══ Source document ══
Around this time the GNU Assembler committed [https://sourceware.org/git/?p=binutils-gdb.git;a=commitdiff;h=2210942396dab942a86cb6777c705554b84ebb0e Don't generate multi-byte NOPs for i686.] This patch restricted generating multi-byte NOPs to Intel and AMD CPUs. Strangely enough the i586 AMD K6-2 CPU was marked as supporting multi-byte NOPs, which was fixed in the 2013 commit [https://sourceware.org/git/?p=binutils-gdb.git;a=commitdiff;h=d56da83e58816c45a4bc70503776a6e62a66bf89 Remove CpuNop from CPU_K6_2_FLAGS].
 
After a few months of discussion and without a new GNU Assembler release, Arch and Fedora decided to just revert glibc's change. This at least fixed things and made i686 builds of their distributions run on CPUs they supported.
 
== Kernel emulation ==
In 2010 a kernel developer proposed the patch [https://lists.archive.carbon60.com/linux/kernel/1268554 AMD Geode NOPL emulation for kernel 2.6.36-rc2]. This patch would trap the unknown instruction exception non-i686 CPUs would generate, emulate it, then return back to the program. This was a bit controversial.
═══
══ Data ══
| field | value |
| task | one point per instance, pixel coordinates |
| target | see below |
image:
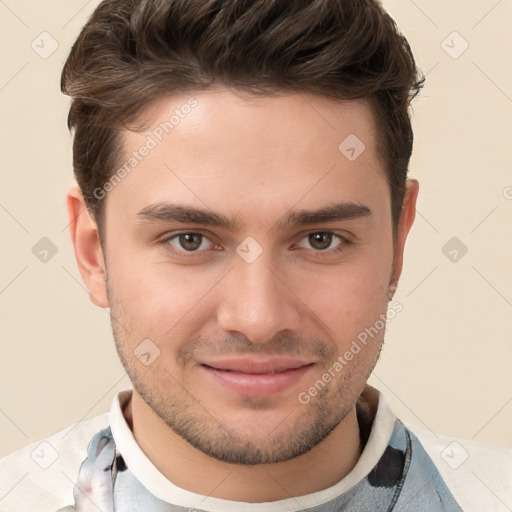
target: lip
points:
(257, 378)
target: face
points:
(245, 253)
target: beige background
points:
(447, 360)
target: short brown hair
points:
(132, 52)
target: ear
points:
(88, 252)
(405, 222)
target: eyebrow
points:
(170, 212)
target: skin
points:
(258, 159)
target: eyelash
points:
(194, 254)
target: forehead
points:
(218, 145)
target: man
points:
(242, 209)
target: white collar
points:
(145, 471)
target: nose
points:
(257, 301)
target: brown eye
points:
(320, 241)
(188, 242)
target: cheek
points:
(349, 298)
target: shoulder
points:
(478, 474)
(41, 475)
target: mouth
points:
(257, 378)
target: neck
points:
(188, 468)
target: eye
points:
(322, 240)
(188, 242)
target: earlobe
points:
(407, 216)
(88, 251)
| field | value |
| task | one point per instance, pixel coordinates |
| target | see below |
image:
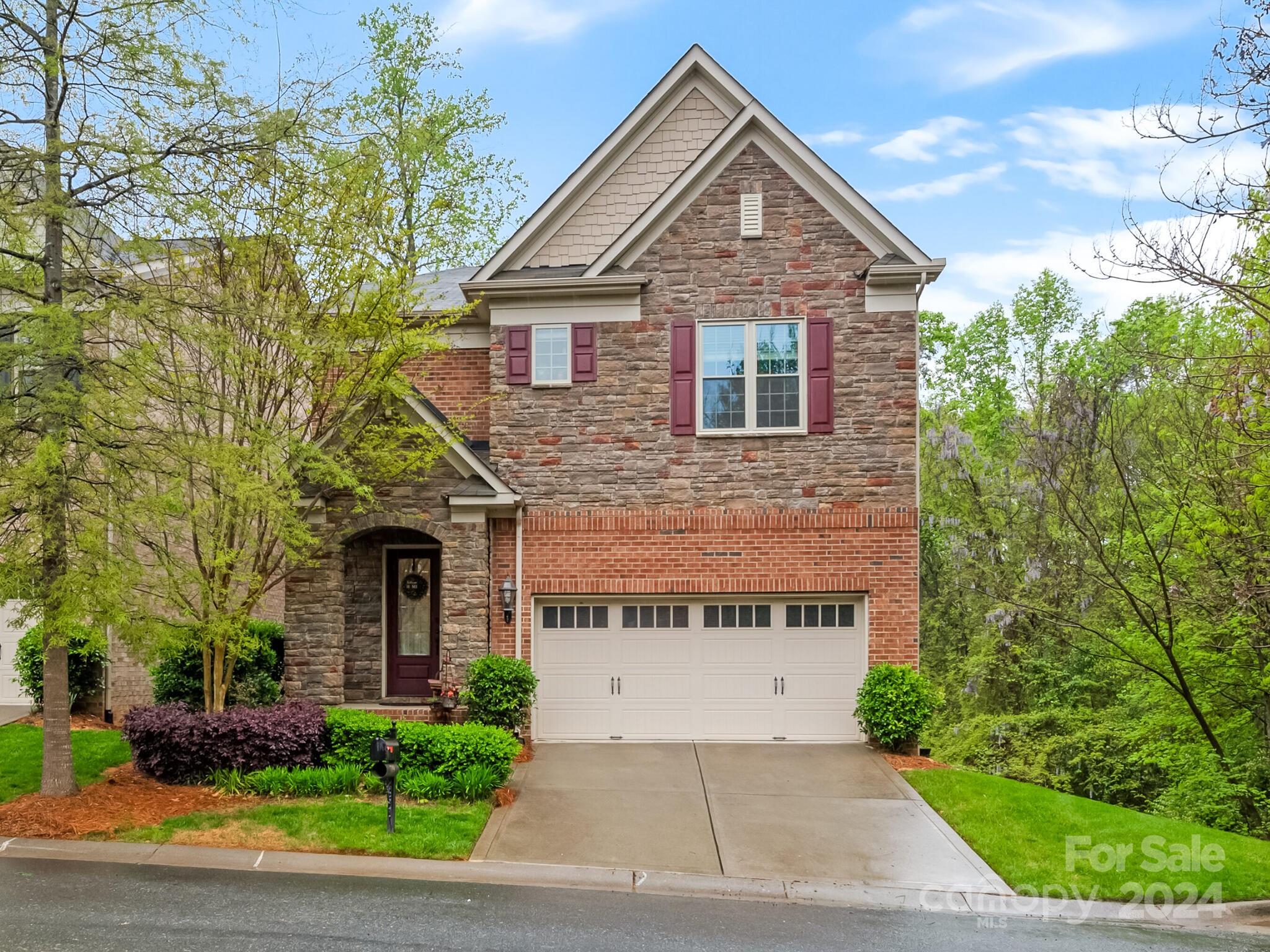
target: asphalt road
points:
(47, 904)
═══
# What is required
Please say what Arch and Fedora decided to do, according to the source document on multi-byte NOPs.

# Solution
They decided to revert glibc's change.